- _Requirement_
Copy the records from the line with "Pin every instance of the sky" up to and including the last line, replacing "Pin" with "Mark" and leaving everything else unchanged. Give only those lines.

- _Material shown_
--- --- ---

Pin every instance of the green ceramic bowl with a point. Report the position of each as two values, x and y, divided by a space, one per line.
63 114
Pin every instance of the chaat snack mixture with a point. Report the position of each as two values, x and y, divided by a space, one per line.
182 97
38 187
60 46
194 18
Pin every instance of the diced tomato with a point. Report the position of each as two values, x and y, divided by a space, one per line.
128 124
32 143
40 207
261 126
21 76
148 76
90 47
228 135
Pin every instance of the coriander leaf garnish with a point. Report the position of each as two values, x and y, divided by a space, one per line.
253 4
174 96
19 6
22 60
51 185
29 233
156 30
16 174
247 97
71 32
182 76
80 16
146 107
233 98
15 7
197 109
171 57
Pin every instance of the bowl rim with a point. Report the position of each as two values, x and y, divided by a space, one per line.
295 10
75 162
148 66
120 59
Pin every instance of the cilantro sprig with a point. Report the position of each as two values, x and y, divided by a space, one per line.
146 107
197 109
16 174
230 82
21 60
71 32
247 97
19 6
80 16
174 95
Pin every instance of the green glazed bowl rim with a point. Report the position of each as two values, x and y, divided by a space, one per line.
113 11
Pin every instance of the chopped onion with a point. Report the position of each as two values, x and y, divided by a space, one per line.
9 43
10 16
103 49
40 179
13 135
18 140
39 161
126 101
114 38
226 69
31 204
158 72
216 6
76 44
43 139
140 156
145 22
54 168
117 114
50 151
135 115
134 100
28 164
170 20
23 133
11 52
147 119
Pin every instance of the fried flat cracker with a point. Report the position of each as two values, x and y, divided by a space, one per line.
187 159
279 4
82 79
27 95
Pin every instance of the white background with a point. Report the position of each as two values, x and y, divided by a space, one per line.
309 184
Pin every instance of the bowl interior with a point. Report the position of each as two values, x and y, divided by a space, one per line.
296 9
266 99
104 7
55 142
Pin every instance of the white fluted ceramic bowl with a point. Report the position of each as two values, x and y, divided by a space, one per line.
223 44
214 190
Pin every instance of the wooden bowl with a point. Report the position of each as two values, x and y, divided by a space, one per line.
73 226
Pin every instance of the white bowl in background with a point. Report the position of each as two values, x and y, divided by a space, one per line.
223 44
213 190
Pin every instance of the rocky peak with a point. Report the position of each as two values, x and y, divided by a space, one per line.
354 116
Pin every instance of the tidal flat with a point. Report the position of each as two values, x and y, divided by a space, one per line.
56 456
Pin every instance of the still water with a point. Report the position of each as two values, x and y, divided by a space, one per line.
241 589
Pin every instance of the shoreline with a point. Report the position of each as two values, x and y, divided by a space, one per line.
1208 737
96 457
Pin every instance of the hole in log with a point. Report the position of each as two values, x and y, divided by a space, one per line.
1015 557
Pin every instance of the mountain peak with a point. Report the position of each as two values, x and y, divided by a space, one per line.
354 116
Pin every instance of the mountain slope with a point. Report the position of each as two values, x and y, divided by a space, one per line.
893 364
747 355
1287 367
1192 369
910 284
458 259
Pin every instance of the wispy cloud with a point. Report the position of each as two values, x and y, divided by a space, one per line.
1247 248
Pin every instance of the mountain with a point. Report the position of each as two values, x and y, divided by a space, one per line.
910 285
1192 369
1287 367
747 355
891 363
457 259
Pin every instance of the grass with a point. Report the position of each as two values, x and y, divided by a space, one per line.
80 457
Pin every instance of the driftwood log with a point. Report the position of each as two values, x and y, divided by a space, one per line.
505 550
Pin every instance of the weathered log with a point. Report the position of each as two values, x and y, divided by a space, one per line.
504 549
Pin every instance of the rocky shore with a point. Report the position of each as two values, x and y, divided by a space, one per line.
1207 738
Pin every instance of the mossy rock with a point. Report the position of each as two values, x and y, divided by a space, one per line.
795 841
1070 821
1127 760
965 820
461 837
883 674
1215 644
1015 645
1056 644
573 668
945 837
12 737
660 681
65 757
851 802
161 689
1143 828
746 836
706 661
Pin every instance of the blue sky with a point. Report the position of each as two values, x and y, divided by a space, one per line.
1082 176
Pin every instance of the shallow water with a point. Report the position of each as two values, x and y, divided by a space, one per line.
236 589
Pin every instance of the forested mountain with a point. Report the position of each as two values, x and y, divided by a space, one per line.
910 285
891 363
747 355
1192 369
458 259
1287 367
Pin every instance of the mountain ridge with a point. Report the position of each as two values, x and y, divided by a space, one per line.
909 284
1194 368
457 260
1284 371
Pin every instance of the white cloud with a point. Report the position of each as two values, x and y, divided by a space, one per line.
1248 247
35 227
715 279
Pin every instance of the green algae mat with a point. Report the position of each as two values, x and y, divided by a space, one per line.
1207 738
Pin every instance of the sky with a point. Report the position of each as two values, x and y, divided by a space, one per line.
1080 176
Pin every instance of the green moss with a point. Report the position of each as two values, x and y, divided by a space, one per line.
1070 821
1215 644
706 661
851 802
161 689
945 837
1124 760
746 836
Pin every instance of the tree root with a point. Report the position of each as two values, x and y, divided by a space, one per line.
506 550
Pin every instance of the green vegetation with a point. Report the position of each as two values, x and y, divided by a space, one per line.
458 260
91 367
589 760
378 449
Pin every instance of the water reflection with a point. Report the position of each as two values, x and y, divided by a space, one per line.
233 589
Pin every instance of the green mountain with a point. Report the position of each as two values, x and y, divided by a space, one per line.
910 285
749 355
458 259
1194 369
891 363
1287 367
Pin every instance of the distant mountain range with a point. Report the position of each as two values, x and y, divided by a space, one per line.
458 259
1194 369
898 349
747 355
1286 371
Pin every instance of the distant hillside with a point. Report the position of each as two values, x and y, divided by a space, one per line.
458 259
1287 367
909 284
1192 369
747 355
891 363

--- --- ---

- _Task response_
Mark every instance of the sky with a point. Report the position of each as two values, x and y, divided by a space, one per line.
1080 176
Mark every instance of the green moss with a point. Report the position of each as two values, x and y, divided by a space, one per line.
1070 821
1215 644
706 661
851 802
161 689
945 837
1124 760
746 836
Mark every instance of the tree root with a point. Report the position of each as two values, x and y, divided by a space, one per line.
506 550
Mark every instance of the green vegetation with a point. Report the position of each as two values, x and y, divided by a space, one per line.
458 260
91 367
589 760
378 449
Mark every instance of the water reflection with a point. Report the position of each as two values, x and y, divided by a space, one per line.
233 589
Mark every instance of the green mountain with a point. Report the position of each as two values, x and y, divided by a space, one per line.
910 285
749 355
458 259
1194 369
891 363
1287 367
Mark every instance of the distant mountain range with a point. Report the position of each as two values, x and y, divided by a space, one per line.
458 259
1194 369
898 349
747 355
1286 371
Mark every instance of the distant hillside with a point. Report the position of each as two values, x and y, divided by a space, one per line.
458 259
1287 367
909 284
1192 369
747 355
891 363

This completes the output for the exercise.